- TASK TO CARRY OUT -
Please set down every record exactly as it appears below.

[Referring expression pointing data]
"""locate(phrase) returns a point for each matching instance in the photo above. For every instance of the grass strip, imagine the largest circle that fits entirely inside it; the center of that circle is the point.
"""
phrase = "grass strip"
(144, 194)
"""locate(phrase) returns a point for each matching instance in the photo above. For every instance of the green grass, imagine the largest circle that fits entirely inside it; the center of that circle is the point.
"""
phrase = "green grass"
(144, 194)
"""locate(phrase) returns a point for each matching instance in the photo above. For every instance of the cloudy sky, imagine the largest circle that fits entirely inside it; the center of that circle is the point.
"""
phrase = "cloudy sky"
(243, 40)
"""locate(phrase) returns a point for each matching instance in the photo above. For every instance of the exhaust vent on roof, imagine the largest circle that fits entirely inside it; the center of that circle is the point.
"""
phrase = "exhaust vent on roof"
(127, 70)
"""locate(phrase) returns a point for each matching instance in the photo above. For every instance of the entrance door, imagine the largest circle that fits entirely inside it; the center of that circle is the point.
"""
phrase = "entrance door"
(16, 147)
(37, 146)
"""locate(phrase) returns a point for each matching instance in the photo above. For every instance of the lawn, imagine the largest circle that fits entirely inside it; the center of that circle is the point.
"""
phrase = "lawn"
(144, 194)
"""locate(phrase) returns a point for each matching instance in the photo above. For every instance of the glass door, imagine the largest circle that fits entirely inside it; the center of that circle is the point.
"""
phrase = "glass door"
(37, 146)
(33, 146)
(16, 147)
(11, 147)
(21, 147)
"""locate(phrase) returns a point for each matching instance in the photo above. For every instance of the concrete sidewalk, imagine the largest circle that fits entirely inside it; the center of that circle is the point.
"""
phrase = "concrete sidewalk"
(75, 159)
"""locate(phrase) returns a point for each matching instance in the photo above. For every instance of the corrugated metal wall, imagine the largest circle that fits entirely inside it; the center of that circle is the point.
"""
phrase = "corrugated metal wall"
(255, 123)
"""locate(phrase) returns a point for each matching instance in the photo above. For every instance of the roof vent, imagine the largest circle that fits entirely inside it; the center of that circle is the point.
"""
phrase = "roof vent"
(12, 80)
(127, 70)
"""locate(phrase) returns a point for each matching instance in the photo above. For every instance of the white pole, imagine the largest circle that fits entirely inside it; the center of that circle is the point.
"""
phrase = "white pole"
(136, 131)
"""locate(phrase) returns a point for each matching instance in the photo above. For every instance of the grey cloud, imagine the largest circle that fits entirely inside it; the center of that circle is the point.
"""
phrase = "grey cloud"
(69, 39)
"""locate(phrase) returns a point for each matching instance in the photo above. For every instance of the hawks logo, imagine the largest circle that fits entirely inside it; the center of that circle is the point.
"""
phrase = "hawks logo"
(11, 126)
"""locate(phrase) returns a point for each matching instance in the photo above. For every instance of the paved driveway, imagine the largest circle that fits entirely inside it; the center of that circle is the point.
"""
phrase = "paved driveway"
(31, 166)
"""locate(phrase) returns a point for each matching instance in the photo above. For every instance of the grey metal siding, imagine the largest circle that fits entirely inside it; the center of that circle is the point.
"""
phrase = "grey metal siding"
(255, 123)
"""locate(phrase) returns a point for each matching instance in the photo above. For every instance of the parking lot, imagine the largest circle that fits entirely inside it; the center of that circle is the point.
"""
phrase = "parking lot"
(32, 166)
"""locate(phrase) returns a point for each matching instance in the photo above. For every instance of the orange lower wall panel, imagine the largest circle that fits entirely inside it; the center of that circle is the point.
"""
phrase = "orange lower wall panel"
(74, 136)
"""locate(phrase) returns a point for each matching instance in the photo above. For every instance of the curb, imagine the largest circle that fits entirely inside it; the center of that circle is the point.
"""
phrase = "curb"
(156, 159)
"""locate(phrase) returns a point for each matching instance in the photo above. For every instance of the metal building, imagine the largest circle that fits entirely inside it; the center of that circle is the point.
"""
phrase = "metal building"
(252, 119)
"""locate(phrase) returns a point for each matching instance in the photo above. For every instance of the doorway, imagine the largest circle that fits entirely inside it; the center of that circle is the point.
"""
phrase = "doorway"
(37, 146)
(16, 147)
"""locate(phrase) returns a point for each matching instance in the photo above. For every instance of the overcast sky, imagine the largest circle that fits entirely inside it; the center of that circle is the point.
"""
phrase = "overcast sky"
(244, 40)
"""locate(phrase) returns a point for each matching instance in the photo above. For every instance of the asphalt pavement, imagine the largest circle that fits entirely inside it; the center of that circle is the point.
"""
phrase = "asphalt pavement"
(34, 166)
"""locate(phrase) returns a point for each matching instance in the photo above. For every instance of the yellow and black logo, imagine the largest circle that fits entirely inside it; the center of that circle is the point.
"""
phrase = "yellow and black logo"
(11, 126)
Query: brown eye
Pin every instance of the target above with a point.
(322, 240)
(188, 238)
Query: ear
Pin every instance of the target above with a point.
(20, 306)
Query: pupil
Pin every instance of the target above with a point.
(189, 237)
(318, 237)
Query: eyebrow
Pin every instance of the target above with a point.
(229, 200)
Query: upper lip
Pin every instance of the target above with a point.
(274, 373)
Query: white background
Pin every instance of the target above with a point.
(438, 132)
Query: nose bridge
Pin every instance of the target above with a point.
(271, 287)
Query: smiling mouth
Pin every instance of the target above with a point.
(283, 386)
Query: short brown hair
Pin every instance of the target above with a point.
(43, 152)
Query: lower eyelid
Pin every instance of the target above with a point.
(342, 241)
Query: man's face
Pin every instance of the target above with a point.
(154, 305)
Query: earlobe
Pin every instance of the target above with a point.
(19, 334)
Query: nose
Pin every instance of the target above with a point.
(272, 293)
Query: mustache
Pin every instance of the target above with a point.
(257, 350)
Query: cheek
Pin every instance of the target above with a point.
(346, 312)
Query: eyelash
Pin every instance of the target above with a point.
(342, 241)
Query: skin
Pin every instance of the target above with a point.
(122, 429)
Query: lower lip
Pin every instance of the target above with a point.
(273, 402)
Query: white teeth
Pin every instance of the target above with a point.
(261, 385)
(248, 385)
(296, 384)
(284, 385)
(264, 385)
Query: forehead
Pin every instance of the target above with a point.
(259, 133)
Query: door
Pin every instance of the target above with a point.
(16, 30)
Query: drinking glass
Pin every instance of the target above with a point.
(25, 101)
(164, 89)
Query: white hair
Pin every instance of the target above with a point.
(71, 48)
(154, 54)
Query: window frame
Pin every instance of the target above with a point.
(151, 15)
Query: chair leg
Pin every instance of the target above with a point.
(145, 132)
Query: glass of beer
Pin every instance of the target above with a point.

- OUTPUT -
"""locate(phrase) returns a point for each matching instance in the photo above. For every instance of the grass strip, imagine the largest circle that fits entirely inside it; the center of that circle is the point.
"""
phrase = "grass strip"
(144, 194)
"""locate(phrase) returns a point for each matching instance in the photo above. For every instance of the green grass, imagine the largest circle that fits entirely inside it; the center of that circle is the point.
"""
phrase = "green grass"
(144, 194)
"""locate(phrase) returns a point for each matching instance in the photo above. For every instance of the cloudy sky, imagine the largest circle that fits entirely inside it; the center of that circle is the point.
"""
phrase = "cloudy sky"
(243, 40)
"""locate(phrase) returns a point for each matching instance in the photo above. For every instance of the exhaust vent on roof, imagine the largest circle that fits entirely inside it; the center of that circle is the point.
"""
phrase = "exhaust vent on roof"
(127, 70)
"""locate(phrase) returns a point for each matching instance in the photo above. For every instance of the entrance door, imagine the largest circle that fits entirely inside it; the center of that circle is the point.
"""
phrase = "entrance door"
(16, 147)
(37, 146)
"""locate(phrase) returns a point for each matching instance in the photo above. For every instance of the lawn, imagine the largest circle that fits entirely inside it; the center of that circle is the point.
"""
phrase = "lawn"
(144, 194)
"""locate(phrase) returns a point for each matching instance in the photo above. For every instance of the glass door, imagine the largest circle that fits entirely inside it; the center of that circle is the point.
"""
phrase = "glass door"
(37, 146)
(33, 146)
(16, 147)
(11, 147)
(21, 147)
"""locate(phrase) returns a point for each matching instance in the photo above. For every instance of the concrete sidewalk, imagine the largest circle that fits entirely inside it; the center of that circle is the point.
"""
phrase = "concrete sidewalk"
(75, 159)
"""locate(phrase) returns a point for each matching instance in the photo above. For every instance of the corrugated metal wall, imagine the largest circle that fits entirely inside it; the center of that circle is the point.
"""
phrase = "corrugated metal wall"
(255, 123)
"""locate(phrase) returns a point for each matching instance in the photo above. For every instance of the roof vent, imagine the largest circle that fits entirely inside it; the center of that circle is the point.
"""
phrase = "roof vent"
(12, 80)
(127, 70)
"""locate(phrase) returns a point for each matching instance in the photo above. For every instance of the white pole, imagine the largest circle that fits entirely inside it; the center of that circle is the point.
"""
phrase = "white pole"
(136, 131)
"""locate(phrase) returns a point for each matching instance in the photo above. For every instance of the grey cloud, imagine the largest circle that fits entirely inside it; the center of that circle is the point.
"""
phrase = "grey cloud"
(69, 39)
"""locate(phrase) returns a point for each matching instance in the photo above. For every instance of the hawks logo, imagine the largest circle that fits entirely inside it; the center of that circle is the point.
"""
phrase = "hawks logo"
(11, 126)
"""locate(phrase) returns a point for each matching instance in the photo above. For every instance of the paved driveway, imagine the largest circle that fits entirely inside it; the center of that circle is the point.
"""
phrase = "paved driveway"
(31, 166)
"""locate(phrase) returns a point for each matching instance in the photo above. For every instance of the grey metal siding, imagine the largest circle that fits entirely inside it; the center of that circle is the point.
"""
phrase = "grey metal siding"
(255, 123)
"""locate(phrase) returns a point for each matching instance in the photo above. For every instance of the parking lot, imagine the largest circle that fits entirely inside it; the center of that circle is the point.
"""
phrase = "parking lot"
(32, 166)
"""locate(phrase) returns a point for each matching instance in the photo above. For every instance of the orange lower wall panel, imagine the largest circle that fits entirely inside it; the center of that circle is the point.
"""
phrase = "orange lower wall panel"
(74, 136)
"""locate(phrase) returns a point for each matching instance in the photo above. For every instance of the curb, imagine the largest circle that fits entirely inside it; the center of that circle is the point.
"""
phrase = "curb"
(156, 159)
"""locate(phrase) returns a point for each matching instance in the photo above. For every instance of the metal building, imagine the largest circle that fits entirely inside it; the center of that circle is the point.
"""
phrase = "metal building"
(252, 119)
"""locate(phrase) returns a point for each matching instance in the photo above. For every instance of the doorway, imagine the largest circle that fits entirely inside it; the center of that circle is the point.
"""
phrase = "doorway"
(37, 146)
(16, 147)
"""locate(phrase) returns a point for each matching instance in the photo above. For every instance of the overcast sky, imagine the largest circle that fits entirely inside it; the center of that circle is the point.
"""
phrase = "overcast sky"
(244, 40)
"""locate(phrase) returns a point for each matching instance in the photo above. For every instance of the asphalt pavement, imagine the largest circle that fits entirely inside it; the center of that circle is the point.
"""
phrase = "asphalt pavement"
(34, 166)
"""locate(phrase) returns a point for each matching instance in the photo above. For every instance of the yellow and black logo, imagine the largest circle that fits entirely inside it; the center of that circle is the point.
"""
phrase = "yellow and black logo"
(11, 126)
Query: brown eye
Pin every instance of the target above with a point.
(322, 240)
(188, 238)
Query: ear
Pin every instance of the target above with a point.
(20, 306)
Query: pupil
Pin every instance of the target above with a point.
(189, 237)
(318, 237)
Query: eyebrow
Pin every instance of the target above with a point.
(229, 200)
Query: upper lip
Pin every instance of the target above with a point.
(274, 373)
Query: white background
Pin every instance of the target above with a point.
(438, 132)
Query: nose bridge
Pin every instance of the target above with a point.
(271, 287)
Query: smiling mouth
Pin every instance of the target above with a point.
(283, 386)
Query: short brown hair
Pin every instance of the target above with a point.
(43, 152)
Query: lower eyelid
Pin every instance of the target above with a point.
(342, 241)
Query: man's face
Pin every instance of the target above with a point.
(154, 305)
Query: earlobe
Pin every instance of the target above with a point.
(19, 334)
Query: nose
Pin every instance of the target above with a point.
(272, 293)
Query: mustache
Pin every instance of the target above with a point.
(257, 350)
Query: cheek
Pin every instance of the target above with a point.
(346, 312)
Query: eyelash
Pin every instance of the target above with a point.
(342, 241)
Query: skin
Pin every instance of the target above with a point.
(122, 429)
Query: lower lip
Pin every instance of the target above with a point.
(273, 402)
Query: white teeth
Pin every instance of the target above with a point.
(261, 385)
(248, 385)
(296, 384)
(284, 385)
(264, 385)
Query: forehead
Pin every instance of the target above with a point.
(259, 133)
Query: door
Pin every instance of the target above with a point.
(16, 30)
Query: drinking glass
Pin every instance of the target above with a point.
(25, 101)
(164, 89)
Query: white hair
Pin every instance of the target above with a point.
(71, 48)
(154, 54)
Query: window frame
Pin every instance of the target above with a point.
(151, 15)
Query: chair leg
Pin every instance of the target above with a point.
(145, 132)
Query: glass of beer
Pin every instance of the target above with a point.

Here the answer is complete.